▶ Objective:
Find each line in the items below that contains the word "dark", and copy every such line in full.

------------------------------------------------------------------------

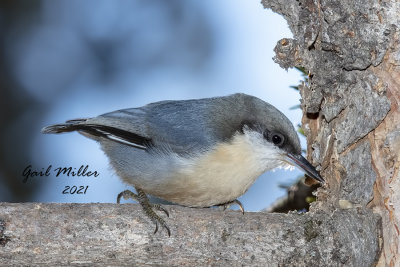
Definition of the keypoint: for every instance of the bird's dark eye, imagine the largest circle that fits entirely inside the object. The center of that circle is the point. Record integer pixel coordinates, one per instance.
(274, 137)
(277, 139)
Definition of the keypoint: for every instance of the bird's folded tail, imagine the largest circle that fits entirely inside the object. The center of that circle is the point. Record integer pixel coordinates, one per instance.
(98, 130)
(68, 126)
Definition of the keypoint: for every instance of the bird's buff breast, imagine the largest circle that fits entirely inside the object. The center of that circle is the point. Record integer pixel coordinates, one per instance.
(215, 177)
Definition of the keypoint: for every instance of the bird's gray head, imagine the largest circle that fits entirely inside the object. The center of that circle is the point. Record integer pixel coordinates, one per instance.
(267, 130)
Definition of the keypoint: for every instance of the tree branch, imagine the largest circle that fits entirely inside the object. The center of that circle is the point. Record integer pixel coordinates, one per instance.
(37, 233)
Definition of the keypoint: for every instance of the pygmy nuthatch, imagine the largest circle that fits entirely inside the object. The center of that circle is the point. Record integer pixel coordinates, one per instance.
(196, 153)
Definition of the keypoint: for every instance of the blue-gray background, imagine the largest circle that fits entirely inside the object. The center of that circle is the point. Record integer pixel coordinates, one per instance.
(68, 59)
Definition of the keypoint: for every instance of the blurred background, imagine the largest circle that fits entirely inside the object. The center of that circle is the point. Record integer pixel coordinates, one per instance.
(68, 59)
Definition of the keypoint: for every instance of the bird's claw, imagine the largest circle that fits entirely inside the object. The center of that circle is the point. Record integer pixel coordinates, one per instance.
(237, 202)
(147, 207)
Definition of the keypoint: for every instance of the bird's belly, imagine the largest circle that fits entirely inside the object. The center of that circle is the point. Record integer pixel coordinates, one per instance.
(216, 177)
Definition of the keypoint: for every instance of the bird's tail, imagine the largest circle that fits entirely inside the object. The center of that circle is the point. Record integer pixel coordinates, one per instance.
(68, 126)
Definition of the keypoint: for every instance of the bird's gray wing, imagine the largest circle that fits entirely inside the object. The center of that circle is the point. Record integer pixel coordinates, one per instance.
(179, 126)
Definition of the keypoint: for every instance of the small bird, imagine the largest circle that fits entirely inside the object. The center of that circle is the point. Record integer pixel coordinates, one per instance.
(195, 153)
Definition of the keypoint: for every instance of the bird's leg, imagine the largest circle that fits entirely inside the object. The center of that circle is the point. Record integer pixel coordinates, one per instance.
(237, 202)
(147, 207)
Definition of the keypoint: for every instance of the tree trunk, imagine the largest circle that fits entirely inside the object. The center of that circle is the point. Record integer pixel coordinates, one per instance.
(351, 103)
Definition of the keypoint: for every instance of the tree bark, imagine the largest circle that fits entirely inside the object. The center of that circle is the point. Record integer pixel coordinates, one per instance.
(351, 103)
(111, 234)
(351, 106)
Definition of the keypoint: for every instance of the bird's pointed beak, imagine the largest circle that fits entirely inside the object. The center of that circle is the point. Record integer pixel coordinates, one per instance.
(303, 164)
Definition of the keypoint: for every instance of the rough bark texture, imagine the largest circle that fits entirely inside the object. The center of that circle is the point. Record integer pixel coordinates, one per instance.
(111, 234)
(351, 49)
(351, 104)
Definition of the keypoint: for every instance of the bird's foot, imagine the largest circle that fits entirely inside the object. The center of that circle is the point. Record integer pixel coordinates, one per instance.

------------------------------------------------------------------------

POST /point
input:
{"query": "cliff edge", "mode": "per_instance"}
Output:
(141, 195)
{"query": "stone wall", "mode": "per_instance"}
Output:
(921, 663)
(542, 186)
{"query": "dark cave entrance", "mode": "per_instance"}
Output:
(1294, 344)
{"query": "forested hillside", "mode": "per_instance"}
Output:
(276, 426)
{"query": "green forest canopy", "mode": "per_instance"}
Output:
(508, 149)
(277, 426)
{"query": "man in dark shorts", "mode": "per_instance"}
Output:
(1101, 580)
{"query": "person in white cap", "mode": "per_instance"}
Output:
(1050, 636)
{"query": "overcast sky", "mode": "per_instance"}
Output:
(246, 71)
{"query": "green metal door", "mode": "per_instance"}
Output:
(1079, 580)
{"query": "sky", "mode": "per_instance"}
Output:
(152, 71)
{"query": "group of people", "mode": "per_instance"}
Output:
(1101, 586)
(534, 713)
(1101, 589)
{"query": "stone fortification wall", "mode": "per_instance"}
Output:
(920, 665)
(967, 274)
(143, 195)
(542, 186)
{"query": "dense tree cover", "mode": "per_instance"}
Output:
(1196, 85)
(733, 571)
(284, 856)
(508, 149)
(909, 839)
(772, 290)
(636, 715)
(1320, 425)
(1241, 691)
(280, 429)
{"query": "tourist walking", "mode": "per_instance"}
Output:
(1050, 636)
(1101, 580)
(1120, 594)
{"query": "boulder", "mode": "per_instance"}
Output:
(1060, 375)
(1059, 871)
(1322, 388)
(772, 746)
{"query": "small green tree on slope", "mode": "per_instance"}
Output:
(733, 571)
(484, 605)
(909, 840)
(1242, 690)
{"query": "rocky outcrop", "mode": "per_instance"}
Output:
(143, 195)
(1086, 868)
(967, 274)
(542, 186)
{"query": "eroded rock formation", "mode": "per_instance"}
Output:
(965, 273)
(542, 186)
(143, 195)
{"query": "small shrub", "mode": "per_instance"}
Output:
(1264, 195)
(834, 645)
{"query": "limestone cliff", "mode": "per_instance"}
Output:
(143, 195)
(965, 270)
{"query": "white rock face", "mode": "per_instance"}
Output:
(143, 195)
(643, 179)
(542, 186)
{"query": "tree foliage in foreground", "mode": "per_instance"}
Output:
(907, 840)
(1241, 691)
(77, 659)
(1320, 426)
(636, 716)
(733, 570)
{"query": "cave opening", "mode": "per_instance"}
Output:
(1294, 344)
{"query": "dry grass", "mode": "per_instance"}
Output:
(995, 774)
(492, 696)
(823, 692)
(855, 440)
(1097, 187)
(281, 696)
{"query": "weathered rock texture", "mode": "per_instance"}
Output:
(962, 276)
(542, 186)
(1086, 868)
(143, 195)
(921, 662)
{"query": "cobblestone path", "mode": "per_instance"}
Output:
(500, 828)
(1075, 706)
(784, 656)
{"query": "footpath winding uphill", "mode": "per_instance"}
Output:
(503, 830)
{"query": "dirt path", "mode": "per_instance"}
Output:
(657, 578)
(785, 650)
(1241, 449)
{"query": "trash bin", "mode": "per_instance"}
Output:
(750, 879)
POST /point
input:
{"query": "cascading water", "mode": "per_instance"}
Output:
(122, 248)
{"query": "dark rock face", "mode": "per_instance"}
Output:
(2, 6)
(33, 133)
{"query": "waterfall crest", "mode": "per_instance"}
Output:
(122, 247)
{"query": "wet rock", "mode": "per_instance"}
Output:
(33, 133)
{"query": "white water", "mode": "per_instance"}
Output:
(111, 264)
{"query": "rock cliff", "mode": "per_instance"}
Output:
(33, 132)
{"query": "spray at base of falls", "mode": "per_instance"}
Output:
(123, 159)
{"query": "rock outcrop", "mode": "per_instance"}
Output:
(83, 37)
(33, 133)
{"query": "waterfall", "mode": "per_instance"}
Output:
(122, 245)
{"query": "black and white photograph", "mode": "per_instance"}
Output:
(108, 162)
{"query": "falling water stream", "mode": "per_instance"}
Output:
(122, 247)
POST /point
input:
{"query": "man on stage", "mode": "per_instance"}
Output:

------------------------------------------------------------------------

▶ The answer:
Definition of the keypoint: for every instance of the bird's dark eye, imagine the largest circle that fits entirely inside the object. The center of that circle is the point. Record integer pixel coordinates, one per instance.
{"query": "dark cave entrance", "mode": "per_instance"}
{"query": "man in dark shorts", "mode": "per_instance"}
{"query": "dark rock face", "mode": "per_instance"}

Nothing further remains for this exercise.